## Dataset entries

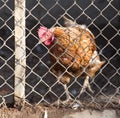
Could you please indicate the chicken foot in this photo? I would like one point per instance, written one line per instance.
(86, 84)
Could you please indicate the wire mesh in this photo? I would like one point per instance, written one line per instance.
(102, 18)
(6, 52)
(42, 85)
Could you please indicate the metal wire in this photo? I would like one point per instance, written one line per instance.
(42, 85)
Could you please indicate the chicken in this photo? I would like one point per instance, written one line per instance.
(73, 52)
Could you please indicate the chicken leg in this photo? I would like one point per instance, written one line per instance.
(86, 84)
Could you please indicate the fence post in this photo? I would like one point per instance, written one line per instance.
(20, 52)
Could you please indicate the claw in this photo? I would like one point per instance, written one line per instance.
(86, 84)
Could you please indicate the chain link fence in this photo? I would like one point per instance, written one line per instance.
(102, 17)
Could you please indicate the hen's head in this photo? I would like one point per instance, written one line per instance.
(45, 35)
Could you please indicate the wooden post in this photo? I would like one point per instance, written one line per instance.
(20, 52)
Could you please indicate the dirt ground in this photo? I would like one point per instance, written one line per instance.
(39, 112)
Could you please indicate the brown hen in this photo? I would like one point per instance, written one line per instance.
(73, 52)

* * *

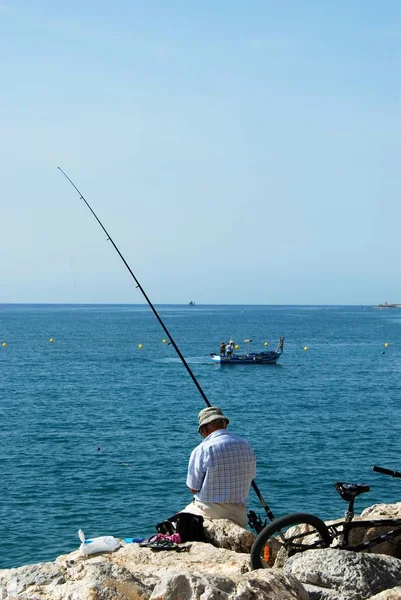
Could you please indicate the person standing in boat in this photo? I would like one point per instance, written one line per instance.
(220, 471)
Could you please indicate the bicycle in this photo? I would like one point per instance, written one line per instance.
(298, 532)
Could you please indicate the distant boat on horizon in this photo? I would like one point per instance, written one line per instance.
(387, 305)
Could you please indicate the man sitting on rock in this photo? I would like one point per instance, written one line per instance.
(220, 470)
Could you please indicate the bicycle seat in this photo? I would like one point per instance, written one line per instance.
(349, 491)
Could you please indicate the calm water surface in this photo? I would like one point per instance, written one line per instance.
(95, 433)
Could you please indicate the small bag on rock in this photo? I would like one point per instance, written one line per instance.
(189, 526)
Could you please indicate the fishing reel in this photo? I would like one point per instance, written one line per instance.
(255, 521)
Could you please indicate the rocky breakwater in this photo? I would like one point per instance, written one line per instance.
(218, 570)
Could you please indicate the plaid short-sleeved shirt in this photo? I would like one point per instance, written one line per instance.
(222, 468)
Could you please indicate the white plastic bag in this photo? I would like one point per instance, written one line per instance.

## Given problem
Reproduce verbatim the lines of the items above, starting at the line that contains "Could you please indicate the calm" and ending at the line that contains "Could you please indicate the white", with both of those lines included.

## Written answer
Could you please indicate the calm water surface in this photo? I would like one point per instance, written one line per instance.
(95, 433)
Could you please indicate the small bag on rock in this photo? I would like one point per instance, written one line per instance.
(189, 526)
Could you please indicate the fishing reel in this photo? I would like one point per instance, written one line per instance.
(255, 521)
Could you please indicate the rocky breakwater in this photo? I would like one point per instance, written one line per instance.
(218, 570)
Could you please indicate the plaid short-sleeved shirt in this photo? I would like one point per instance, written one line per instance.
(222, 468)
Could you please indicate the white plastic bag in this photo? I would like one point per instance, written one line per instance.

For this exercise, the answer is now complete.